### Excerpted passage
************
Strategies to find potential causal genes related to GWAS risk loci using LocusCompare2

Researchers at the National University of Singapore (NUS) have developed LocusCompare2, an online platform that combines multiple methods for identifying causal genes to better understand the genes that are responsible for certain traits or diseases.

Although genome-wide association studies (GWAS) have identified tens of thousands of genetic regions in our DNA associated with traits and diseases, the functional significance of most of these regions remains unclear. Approximately 90% of these regions are located in “non-coding” parts of the DNA, which do not directly make proteins, so it is not obvious which genes they actually affect.  Large-scale initiatives such as GTEx and the eQTL Catalogue have mapped many genetic variants associated with molecular traits and shed light on the regulatory effects of GWAS variants across diverse biological contexts.
************
### Task set
[a] According to the LocusCompare2 article, roughly what share of the genetic regions identified by GWAS lie in non-coding parts of the DNA?
[b] Continue the LocusCompare2 article from its last sentence, adding a paragraph or two in the same plain style.

### Information
************
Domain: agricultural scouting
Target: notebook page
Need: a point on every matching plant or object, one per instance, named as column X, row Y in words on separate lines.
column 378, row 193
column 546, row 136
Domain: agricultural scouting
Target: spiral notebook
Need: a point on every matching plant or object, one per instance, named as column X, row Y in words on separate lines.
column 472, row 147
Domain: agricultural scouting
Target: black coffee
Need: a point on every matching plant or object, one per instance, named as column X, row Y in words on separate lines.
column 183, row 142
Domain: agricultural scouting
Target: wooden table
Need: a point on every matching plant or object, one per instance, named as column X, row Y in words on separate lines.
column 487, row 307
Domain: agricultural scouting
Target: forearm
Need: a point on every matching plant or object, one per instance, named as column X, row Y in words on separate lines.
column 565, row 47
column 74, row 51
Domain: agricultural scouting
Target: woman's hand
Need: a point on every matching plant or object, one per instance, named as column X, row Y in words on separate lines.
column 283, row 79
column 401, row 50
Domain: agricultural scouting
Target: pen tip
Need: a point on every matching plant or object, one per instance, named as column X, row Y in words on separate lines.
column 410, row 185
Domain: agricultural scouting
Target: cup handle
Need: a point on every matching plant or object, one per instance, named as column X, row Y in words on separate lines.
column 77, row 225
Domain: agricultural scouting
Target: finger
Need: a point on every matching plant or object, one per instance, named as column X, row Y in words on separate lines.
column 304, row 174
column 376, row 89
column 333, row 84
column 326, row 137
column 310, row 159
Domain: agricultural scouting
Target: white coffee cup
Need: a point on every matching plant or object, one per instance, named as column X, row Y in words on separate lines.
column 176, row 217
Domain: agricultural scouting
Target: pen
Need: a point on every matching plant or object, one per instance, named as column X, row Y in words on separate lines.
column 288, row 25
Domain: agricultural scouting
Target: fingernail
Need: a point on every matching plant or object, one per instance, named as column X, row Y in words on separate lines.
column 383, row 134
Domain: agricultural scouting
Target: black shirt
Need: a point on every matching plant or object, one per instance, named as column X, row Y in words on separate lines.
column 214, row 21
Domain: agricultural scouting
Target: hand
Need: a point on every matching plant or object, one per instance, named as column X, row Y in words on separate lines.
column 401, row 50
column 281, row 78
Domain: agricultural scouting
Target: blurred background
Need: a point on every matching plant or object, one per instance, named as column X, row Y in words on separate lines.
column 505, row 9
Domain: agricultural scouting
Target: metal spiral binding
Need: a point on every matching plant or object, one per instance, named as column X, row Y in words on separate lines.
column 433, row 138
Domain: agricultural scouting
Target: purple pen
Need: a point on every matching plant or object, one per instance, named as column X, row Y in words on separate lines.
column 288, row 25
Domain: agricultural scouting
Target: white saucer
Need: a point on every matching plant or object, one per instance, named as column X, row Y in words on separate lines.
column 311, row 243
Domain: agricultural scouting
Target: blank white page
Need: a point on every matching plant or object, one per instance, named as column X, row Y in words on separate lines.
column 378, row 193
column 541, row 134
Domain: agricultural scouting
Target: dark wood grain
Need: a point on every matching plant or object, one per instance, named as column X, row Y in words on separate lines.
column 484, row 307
************
### Solved tasks
[a] Approximately 90%.

[b]
To connect these GWAS regions to the actual genes that might be causing the trait or disease, scientists use gene implication methods (GIMs). These are computer-based statistical approaches, and they can be broadly classified into three main categories:

• Variant-level colocalization method – verifies whether the same variant affects both the traits.
• Transcriptome-wide association study (TWAS) – links predicted gene expression to the trait.
• Mendelian randomization (MR) – determines whether changes in gene activity directly cause changes in the trait using genetic variants.

However, previous studies have shown that these approaches often yield inconsistent results, and the majority of GWAS follow-up analyses still rely on a single GIM, which may limit the reliability of their conclusions.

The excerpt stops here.